- TEXTE À EXAMINER
· · ·
Une machine comme moi - Ian McEwan
Je suis amoureuse du cerveau de Ian McEwan. C'est sans doute pour cela que parmi ses écrits, celui que tout le monde cite en parlant de lui, Sur la plage de Chesil est très loin d'être mon préféré. Car ce que j'aime par-dessus tout chez cet écrivain, c'est l'intelligence qu'il déploie pour positionner les couches successives qui constituent ses intrigues les plus puissantes et les plus stimulantes pour mes petits neurones qui frétillent ainsi de pur bonheur. Son humour noir se nourrit des failles de l'espèce humaine qu'il se plait à décortiquer avec la méticulosité d'un médecin légiste. Et il atteint ici des sommets, venant presque détrôner Expiation dans mon palmarès tout personnel de la collection McEwan.
"Le présent est la plus fragile des constructions improbables. Il aurait pu être différent. En partie ou en totalité, il pourrait être tout autre."
Oui, tiens. Alan Turing aurait pu ne pas se suicider en 1954, ses recherches permettre d'énormes avancées scientifiques et sociétales. Il pourrait vivre tranquillement, à Londres en 1982 avec son compagnon, admiré et respecté par la communauté mondiale pour avoir permis la création de l'Internet, ouvert la voie à la guérison de nombreuses maladies grâce aux travaux sur les cellules souche et mis sur les rails les progrès de l'intelligence artificielle. Progrès grâce auxquels Charlie, jeune homme oisif, boursicoteur à ses heures et passionné d'anthropologie et de technologie fait l'acquisition de l'un des 25 "androïdes" à l'image de l'homme tout juste mis sur le marché britannique. Paramétré par Charlie et Miranda, sa petite amie et voisine, Adam prend sa place dans le foyer, capable de faire la conversation, d'assumer les tâches ménagères ou de servir d'encyclopédie. Tout comme de composer des poèmes ou de faire l'amour à Miranda, ce qui n'est pas sans créer une situation inédite rapidement évacuée par la jeune femme ; juste "une putain de machine" explique-t-elle... Et puis ceci est vite oublié lorsque Adam prend la main sur les opérations boursières de Charlie et commence à lui faire gagner des montants qui lui permettent d'envisager de sacrément élever son niveau de vie. Sauf que. Ce n'est pas si simple. Plus Adam explore l'activité humaine, plus il apprend plus son mal être affleure. Programmé par l'homme pour être parfait, comment doit-il réagir face au mensonge et aux nombreuses turpitudes, faiblesses, imperfections qui symbolisent justement l'espèce humaine ? Et dont Miranda et Charlie sont loin d'être exempts.
· · ·
- JEU DE DONNÉES
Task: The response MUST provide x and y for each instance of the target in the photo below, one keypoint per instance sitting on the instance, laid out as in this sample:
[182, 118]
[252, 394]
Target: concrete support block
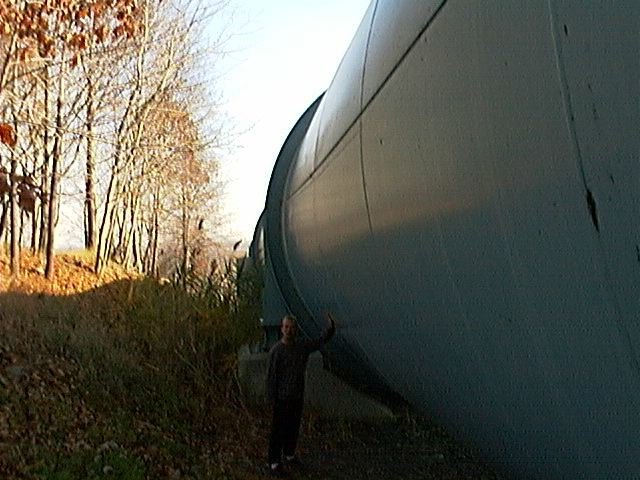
[325, 393]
· · ·
- SÉRIE DE TÂCHES
1. Recopiez mot pour mot le passage de la critique qui va de « Une machine comme » à « la collection McEwan. », ces deux extraits compris.
2. D'après la critique, combien d'androïdes à l'image de l'homme viennent d'être mis sur le marché britannique ?
3. Traduisez en anglais cette phrase de la critique : « Le présent est la plus fragile des constructions improbables. »
Seule la critique sert de base pour répondre.

- RÉPONSES RÉDIGÉES
1.
Une machine comme moi - Ian McEwan
Je suis amoureuse du cerveau de Ian McEwan. C'est sans doute pour cela que parmi ses écrits, celui que tout le monde cite en parlant de lui, Sur la plage de Chesil est très loin d'être mon préféré. Car ce que j'aime par-dessus tout chez cet écrivain, c'est l'intelligence qu'il déploie pour positionner les couches successives qui constituent ses intrigues les plus puissantes et les plus stimulantes pour mes petits neurones qui frétillent ainsi de pur bonheur. Son humour noir se nourrit des failles de l'espèce humaine qu'il se plait à décortiquer avec la méticulosité d'un médecin légiste. Et il atteint ici des sommets, venant presque détrôner Expiation dans mon palmarès tout personnel de la collection McEwan.

2. Vingt-cinq androïdes.

3. The present is the most fragile of improbable constructions.